Begin MATERIAL FOR THIS EXERCISE

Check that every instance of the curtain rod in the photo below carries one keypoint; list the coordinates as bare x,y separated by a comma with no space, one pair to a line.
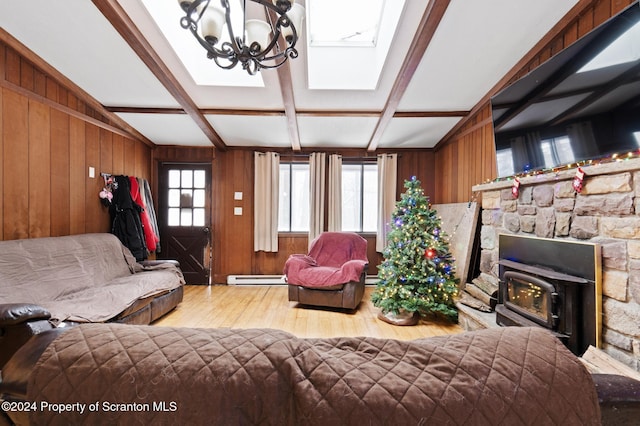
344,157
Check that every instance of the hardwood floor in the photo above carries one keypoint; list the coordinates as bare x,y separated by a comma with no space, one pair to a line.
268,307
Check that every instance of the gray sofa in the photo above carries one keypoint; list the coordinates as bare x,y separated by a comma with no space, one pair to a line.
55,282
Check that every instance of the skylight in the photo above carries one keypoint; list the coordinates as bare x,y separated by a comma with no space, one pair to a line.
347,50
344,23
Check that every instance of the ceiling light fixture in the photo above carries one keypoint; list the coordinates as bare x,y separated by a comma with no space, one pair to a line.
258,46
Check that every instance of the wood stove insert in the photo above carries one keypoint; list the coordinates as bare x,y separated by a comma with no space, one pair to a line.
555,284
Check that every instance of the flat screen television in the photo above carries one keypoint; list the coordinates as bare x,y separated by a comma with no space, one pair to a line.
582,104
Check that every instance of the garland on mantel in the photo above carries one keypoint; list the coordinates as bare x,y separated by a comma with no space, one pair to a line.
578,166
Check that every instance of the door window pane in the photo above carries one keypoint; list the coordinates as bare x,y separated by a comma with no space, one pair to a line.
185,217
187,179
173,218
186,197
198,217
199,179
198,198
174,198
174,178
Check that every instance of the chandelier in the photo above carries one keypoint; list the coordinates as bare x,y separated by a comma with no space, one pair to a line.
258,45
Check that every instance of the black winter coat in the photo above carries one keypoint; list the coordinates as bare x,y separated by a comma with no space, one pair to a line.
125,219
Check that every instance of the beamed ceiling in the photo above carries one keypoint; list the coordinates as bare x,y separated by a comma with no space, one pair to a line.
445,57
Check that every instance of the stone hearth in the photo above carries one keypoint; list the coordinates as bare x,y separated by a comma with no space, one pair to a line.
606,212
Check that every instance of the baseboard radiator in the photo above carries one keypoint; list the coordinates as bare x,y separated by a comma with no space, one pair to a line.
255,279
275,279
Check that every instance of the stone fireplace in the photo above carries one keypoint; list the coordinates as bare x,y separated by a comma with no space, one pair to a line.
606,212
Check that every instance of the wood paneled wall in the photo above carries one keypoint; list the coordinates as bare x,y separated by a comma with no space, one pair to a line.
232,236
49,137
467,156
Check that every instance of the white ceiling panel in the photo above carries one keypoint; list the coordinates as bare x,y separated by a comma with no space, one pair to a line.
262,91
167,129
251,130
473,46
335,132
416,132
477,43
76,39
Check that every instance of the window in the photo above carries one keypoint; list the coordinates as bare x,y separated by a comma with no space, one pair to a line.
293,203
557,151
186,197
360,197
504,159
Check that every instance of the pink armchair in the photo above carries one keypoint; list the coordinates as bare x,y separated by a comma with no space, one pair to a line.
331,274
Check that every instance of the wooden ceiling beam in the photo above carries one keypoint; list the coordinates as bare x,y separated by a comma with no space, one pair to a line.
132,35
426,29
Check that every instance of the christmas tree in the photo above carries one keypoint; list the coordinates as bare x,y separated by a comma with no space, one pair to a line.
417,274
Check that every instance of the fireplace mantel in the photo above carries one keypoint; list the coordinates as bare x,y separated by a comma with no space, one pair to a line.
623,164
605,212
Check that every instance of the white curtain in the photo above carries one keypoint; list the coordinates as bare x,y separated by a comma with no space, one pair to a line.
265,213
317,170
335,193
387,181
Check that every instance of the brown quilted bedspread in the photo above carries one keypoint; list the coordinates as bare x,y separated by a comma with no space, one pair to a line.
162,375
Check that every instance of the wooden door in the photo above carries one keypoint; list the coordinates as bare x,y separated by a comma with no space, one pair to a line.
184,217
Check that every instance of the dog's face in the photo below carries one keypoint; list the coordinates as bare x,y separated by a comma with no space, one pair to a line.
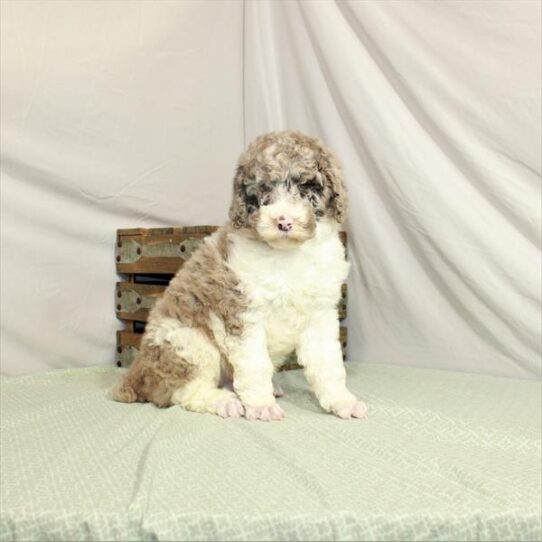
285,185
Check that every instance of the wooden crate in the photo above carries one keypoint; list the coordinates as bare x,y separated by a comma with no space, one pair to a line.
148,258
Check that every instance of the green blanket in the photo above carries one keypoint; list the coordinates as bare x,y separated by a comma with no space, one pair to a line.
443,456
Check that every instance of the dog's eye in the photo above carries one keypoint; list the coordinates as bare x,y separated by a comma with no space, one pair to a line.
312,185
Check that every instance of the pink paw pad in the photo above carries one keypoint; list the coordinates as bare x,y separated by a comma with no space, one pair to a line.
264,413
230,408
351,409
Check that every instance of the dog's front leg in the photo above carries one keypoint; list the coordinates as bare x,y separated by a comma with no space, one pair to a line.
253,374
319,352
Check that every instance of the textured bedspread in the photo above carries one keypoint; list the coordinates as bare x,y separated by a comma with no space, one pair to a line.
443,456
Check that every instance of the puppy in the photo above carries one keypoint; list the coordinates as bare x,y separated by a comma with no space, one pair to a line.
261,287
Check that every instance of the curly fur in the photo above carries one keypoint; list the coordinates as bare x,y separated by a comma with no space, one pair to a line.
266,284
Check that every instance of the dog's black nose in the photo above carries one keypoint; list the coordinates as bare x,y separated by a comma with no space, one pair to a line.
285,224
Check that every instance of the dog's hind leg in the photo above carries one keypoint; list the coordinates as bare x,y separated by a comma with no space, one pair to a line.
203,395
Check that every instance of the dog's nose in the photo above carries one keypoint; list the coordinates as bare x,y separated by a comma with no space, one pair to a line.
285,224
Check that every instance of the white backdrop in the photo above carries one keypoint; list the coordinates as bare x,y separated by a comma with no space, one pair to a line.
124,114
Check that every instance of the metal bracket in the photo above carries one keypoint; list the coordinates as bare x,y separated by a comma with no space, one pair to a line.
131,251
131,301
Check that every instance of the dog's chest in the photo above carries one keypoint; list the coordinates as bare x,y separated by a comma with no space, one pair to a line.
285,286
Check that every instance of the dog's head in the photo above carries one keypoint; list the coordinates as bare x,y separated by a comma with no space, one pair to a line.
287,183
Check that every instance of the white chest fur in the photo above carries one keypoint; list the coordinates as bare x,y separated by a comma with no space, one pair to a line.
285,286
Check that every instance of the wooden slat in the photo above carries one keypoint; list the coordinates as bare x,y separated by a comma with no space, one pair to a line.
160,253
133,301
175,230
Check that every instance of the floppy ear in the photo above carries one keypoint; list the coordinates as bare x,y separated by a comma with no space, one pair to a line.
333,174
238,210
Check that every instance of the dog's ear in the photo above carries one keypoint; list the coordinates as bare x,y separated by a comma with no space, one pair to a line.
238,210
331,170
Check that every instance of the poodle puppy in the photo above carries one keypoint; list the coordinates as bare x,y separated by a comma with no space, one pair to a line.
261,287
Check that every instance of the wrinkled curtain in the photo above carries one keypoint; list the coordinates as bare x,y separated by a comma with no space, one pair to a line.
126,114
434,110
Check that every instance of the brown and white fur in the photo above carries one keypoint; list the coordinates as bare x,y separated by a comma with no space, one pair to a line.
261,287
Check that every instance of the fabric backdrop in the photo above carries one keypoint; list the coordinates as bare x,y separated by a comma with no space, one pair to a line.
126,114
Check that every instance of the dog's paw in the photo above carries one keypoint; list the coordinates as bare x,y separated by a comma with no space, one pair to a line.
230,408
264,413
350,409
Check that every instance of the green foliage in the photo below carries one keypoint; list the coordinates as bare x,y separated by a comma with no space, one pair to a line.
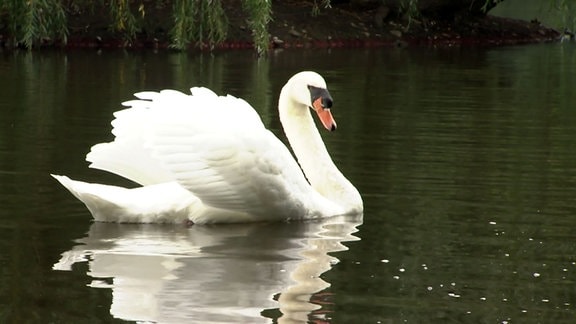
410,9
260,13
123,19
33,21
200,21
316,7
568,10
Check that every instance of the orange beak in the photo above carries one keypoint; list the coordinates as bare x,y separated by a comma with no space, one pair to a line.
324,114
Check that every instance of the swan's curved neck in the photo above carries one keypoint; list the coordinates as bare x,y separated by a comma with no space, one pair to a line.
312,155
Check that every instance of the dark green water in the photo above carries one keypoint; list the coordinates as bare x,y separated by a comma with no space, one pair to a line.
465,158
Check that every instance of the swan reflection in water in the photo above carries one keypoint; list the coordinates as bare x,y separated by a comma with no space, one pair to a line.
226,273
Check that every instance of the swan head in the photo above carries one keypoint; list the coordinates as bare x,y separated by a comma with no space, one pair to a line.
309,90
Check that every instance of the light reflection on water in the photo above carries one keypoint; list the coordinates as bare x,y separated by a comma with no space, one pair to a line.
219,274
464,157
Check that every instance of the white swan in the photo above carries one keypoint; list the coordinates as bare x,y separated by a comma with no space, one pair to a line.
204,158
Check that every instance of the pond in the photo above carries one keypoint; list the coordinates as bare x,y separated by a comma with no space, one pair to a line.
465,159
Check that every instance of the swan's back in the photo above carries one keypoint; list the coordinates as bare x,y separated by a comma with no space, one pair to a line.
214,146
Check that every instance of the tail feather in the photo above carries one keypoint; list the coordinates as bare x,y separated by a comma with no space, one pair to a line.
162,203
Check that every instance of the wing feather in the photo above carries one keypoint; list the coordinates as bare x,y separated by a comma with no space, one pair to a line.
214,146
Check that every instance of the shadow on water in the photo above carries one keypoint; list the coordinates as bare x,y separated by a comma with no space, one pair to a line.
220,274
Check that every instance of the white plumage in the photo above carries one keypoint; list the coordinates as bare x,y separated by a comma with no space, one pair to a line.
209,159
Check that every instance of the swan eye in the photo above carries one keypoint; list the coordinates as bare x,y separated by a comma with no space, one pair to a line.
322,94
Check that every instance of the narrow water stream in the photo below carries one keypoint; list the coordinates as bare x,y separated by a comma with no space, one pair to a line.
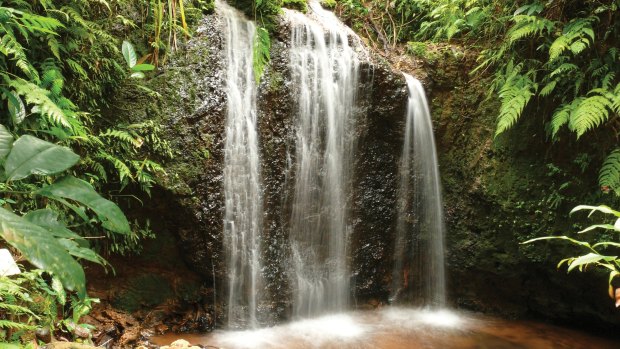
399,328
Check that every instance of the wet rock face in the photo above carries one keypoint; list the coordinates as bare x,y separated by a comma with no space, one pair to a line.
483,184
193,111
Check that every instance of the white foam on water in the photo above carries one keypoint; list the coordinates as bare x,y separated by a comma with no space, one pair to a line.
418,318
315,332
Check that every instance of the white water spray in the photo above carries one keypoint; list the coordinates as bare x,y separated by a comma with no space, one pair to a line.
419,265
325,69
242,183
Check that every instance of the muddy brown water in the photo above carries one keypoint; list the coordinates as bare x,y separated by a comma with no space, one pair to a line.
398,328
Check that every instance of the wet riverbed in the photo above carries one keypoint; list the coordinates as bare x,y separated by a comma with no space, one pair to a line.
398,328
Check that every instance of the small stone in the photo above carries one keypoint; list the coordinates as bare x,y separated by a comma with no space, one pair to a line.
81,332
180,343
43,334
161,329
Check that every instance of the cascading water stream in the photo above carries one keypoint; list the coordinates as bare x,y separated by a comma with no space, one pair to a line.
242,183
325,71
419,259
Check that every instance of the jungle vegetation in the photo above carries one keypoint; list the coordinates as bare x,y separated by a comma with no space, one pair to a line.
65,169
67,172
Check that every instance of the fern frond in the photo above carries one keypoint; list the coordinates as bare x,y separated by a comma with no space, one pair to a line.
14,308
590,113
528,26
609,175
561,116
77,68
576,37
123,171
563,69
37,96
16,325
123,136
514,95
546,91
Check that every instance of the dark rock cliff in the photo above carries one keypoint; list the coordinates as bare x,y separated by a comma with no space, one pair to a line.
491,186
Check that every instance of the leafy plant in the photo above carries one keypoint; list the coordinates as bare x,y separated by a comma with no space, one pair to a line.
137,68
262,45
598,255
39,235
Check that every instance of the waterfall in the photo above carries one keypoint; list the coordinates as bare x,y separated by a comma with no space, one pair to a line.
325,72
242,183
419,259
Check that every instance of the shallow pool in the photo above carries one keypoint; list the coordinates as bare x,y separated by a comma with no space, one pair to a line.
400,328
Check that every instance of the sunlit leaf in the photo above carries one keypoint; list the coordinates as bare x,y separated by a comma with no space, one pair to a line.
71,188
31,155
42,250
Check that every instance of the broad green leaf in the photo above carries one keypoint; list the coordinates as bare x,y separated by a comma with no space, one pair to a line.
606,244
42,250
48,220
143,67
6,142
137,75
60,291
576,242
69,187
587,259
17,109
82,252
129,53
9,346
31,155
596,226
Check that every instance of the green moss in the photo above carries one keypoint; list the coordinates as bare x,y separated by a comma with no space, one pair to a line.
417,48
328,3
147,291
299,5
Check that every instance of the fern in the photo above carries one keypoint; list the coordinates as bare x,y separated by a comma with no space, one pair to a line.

End MATERIAL FOR THIS EXERCISE

Copy only this span: the line that contains "Check that every instance of the shallow", the last line, and every line between them.

Check that every instance of the shallow pool in the photo above carries one keypoint; list the coordinates as bare x,y separated by a comma with no space, one pair to a line.
400,328
Check that every instance of the sunlit leaf in the photo above carries one keypoint; list the coordinates as bare x,y separated by a comma with no space, one pair to a line.
71,188
31,155
42,250
Check that every instance of the broad green leaf in the photo above carries one keypoint; list the coordinates as bare x,y separated by a comma with no space, one pair to a line.
606,244
42,250
48,220
143,67
6,142
137,75
60,291
576,242
69,187
587,259
17,109
82,252
129,53
9,346
31,155
596,226
Check that every instance of the green moss in the photo above carries one keypoint; list the coordinates as bare x,y separated by a comma with no space, one pair to a line.
417,48
328,3
147,291
299,5
Check that every instance of the fern in the photo above carries one keypoint; list the coordinates as bare x,y separated by a comma with no space, one pair to a line.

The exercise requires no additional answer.